**Set problem:** From the items below, return as a JSON list of strings, one string per line, every line from the one containing "Where can you see the toddler in" to the one containing "(1202, 758)", both included. Leave out blank lines.

**Source data:**
============================================================

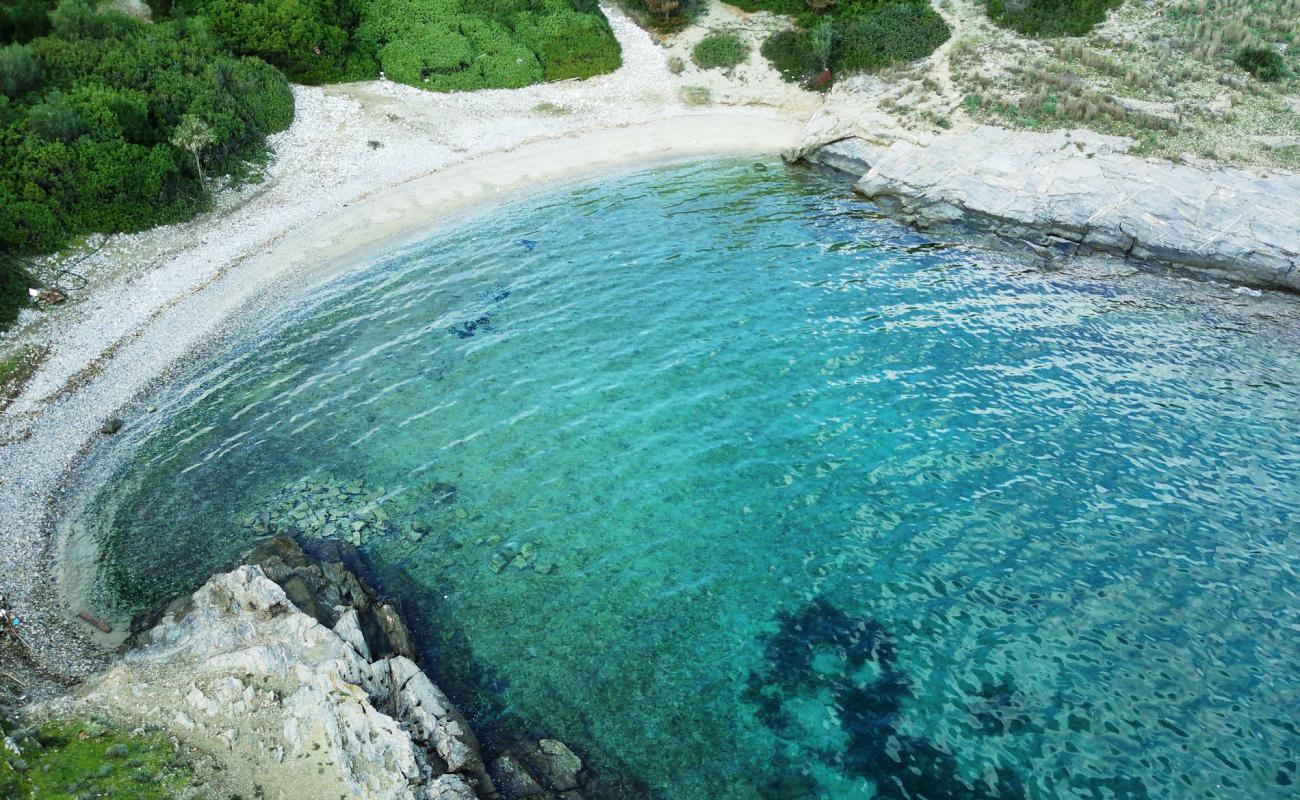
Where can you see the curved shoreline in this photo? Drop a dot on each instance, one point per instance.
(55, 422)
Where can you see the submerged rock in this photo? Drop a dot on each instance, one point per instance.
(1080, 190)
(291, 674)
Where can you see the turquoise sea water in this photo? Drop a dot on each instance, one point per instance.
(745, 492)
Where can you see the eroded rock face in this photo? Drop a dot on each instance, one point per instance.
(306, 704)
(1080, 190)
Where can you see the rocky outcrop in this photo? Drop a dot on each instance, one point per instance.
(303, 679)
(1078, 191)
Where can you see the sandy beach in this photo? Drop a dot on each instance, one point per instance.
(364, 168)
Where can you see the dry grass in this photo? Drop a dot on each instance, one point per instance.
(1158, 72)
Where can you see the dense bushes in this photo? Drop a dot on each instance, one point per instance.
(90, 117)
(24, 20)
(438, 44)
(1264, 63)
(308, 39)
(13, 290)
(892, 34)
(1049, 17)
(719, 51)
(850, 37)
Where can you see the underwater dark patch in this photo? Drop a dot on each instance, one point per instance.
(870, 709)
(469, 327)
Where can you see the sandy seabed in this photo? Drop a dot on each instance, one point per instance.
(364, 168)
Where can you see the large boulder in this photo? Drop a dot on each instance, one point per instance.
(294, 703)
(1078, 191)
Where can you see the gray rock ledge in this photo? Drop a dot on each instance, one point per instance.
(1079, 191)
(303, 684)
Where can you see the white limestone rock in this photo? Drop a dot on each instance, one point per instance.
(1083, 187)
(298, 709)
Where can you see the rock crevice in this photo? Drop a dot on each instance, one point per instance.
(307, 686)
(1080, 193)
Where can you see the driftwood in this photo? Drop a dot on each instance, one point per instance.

============================================================

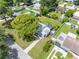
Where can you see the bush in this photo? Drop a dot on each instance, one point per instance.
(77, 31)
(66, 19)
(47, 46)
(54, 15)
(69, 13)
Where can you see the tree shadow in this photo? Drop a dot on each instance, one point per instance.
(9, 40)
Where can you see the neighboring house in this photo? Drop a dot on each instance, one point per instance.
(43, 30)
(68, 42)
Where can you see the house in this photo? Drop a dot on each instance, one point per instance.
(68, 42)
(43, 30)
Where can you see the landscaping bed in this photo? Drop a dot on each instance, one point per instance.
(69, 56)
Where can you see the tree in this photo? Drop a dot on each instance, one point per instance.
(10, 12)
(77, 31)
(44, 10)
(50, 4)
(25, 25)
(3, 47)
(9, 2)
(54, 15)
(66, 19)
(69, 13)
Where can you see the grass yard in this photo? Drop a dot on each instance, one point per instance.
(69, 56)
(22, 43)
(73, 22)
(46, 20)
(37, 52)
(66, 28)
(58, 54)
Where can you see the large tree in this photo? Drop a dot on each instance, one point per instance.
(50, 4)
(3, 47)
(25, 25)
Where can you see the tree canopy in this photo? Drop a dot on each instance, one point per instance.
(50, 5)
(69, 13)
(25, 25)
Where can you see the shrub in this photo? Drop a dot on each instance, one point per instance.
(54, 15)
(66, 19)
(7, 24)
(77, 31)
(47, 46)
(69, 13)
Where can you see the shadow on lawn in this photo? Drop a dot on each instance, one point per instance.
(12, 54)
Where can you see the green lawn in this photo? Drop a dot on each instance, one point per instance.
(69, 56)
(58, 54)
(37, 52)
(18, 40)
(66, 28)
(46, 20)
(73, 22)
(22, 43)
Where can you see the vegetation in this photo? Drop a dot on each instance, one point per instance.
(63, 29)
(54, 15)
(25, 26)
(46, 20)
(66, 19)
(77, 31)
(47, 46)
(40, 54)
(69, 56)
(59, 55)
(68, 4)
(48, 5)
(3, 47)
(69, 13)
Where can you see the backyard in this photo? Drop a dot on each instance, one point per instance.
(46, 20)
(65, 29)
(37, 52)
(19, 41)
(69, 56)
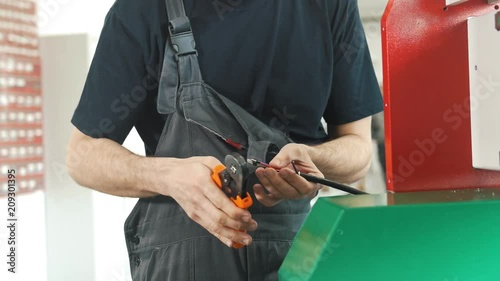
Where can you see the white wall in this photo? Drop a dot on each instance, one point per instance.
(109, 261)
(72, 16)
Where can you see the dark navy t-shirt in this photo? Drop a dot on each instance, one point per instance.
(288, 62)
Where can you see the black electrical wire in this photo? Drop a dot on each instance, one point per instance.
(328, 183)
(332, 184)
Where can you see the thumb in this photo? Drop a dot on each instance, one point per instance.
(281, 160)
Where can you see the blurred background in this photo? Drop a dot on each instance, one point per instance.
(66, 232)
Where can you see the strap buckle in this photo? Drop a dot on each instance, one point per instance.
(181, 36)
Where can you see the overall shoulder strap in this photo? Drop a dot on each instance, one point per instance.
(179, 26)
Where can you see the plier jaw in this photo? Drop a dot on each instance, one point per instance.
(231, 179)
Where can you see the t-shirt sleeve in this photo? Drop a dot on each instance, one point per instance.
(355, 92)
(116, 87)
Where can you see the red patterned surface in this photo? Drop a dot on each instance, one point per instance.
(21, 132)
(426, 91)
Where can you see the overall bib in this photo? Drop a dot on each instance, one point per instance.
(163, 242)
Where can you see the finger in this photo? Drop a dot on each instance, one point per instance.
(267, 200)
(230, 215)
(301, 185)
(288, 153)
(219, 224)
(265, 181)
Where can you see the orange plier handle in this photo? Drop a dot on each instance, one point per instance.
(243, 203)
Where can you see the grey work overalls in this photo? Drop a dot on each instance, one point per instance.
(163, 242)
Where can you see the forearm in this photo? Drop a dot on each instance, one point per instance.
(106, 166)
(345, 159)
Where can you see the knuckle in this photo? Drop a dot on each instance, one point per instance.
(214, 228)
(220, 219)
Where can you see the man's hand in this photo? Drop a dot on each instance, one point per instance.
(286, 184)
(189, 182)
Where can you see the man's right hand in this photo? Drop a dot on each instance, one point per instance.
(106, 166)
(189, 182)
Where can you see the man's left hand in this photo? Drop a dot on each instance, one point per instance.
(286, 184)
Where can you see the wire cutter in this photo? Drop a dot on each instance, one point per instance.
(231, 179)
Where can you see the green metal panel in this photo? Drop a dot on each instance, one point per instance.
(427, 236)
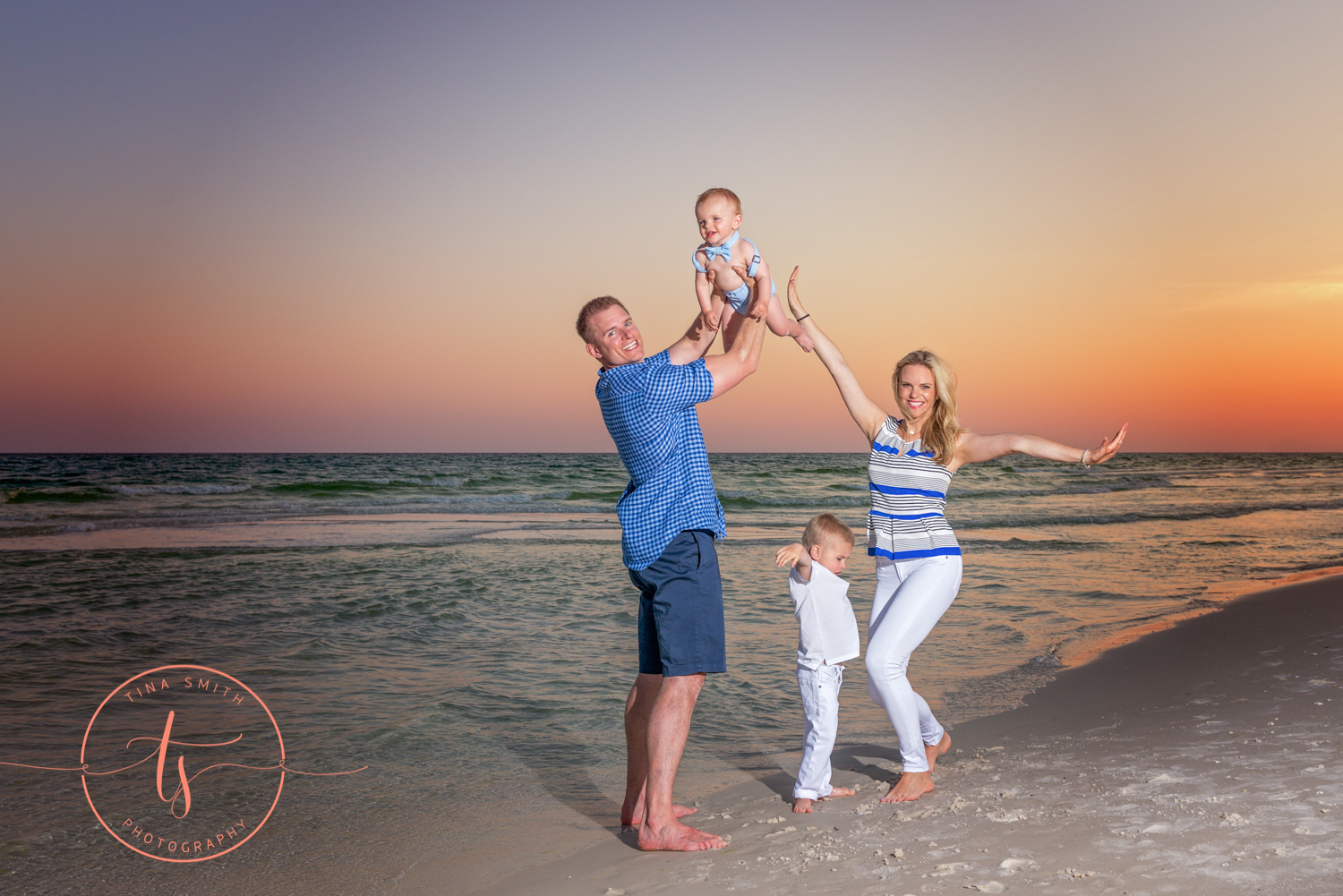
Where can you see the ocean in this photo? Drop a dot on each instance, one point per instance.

============================================================

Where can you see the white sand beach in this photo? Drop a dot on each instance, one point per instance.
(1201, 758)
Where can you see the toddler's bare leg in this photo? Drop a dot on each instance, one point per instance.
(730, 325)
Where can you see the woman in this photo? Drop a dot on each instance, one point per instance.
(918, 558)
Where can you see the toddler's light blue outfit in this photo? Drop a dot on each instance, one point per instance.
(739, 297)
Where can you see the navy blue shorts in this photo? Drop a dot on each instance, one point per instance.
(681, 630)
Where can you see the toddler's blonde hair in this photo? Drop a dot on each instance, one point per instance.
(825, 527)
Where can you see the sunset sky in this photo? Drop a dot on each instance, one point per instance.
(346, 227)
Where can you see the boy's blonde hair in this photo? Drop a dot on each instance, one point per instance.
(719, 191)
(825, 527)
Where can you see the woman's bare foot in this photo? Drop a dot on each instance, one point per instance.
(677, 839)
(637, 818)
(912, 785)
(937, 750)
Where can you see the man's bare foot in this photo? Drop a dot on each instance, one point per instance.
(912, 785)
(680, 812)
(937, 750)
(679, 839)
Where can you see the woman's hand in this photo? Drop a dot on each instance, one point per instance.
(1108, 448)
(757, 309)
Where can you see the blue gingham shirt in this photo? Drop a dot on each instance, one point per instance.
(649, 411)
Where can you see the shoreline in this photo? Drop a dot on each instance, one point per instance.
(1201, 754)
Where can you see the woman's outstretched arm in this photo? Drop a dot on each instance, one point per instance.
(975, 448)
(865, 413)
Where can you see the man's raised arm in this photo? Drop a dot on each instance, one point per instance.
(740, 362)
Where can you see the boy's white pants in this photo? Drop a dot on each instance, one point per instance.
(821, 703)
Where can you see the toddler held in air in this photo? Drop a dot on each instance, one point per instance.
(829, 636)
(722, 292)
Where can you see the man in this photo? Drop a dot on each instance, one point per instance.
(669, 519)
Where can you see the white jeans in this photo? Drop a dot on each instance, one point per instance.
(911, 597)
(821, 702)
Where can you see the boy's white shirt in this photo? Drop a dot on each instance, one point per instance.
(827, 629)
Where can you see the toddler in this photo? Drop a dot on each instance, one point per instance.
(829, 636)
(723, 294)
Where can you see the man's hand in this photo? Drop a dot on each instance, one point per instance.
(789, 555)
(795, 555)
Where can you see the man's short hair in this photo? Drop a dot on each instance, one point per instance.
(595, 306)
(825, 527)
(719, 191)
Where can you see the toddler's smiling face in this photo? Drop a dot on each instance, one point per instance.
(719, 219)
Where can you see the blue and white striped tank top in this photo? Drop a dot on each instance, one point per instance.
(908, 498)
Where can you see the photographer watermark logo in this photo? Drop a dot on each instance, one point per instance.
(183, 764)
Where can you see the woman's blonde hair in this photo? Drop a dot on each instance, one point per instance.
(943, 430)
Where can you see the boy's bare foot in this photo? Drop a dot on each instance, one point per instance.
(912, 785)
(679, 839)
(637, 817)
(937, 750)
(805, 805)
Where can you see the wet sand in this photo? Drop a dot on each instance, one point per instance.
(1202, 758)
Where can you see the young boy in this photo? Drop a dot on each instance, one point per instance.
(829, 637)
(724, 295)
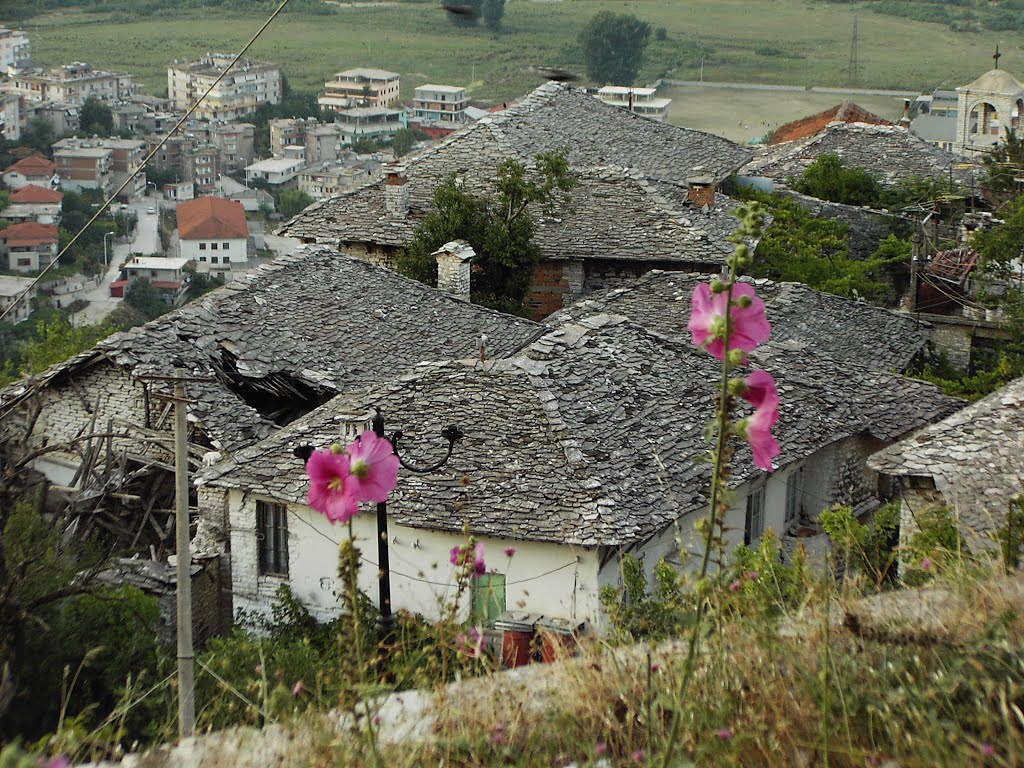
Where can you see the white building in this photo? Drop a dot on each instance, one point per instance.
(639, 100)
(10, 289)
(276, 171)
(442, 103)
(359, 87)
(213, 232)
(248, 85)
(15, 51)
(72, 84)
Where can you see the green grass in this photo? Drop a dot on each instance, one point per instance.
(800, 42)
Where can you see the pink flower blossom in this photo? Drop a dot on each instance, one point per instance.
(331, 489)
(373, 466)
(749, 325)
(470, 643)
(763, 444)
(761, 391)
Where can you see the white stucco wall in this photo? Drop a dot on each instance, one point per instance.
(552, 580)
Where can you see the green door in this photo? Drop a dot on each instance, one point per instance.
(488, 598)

============================================================

**Written reply:**
[
  "Where can you see the toddler in this photo? Drop a dot on each instance, one point per instance.",
  "(829, 636)",
  "(723, 294)",
  "Where can you see the man's hand in this photo? Drop a dot on each instance, one point per instance.",
  "(789, 555)",
  "(795, 555)",
  "Where can you see the man's short hair in this photo? Drop a dot on each instance, one point per instance.",
  "(595, 306)",
  "(825, 527)",
  "(719, 191)",
  "Where can you see the toddler's smiling face in this photo? Drop a dot on each instance, one point per instance.",
  "(719, 219)",
  "Where can you see the blue and white striped tank top in this photo? Drop a dot on each instance, one point per instance.",
  "(908, 498)",
  "Where can you see the photographer watermark logo in this photo? Drop a dot on each instance, one point per instance.",
  "(183, 764)",
  "Where can you see the woman's blonde hair in this photo? Drop a dot on each instance, one point per instance.",
  "(943, 430)",
  "Where can you see the boy's bare foot in this photo? Drop a dot on each instance, one point per instance.",
  "(912, 785)",
  "(679, 839)",
  "(637, 817)",
  "(937, 750)",
  "(805, 805)",
  "Where can you see the wet sand in this photo? Drop a dot on each instance, one point per instance.",
  "(1202, 758)"
]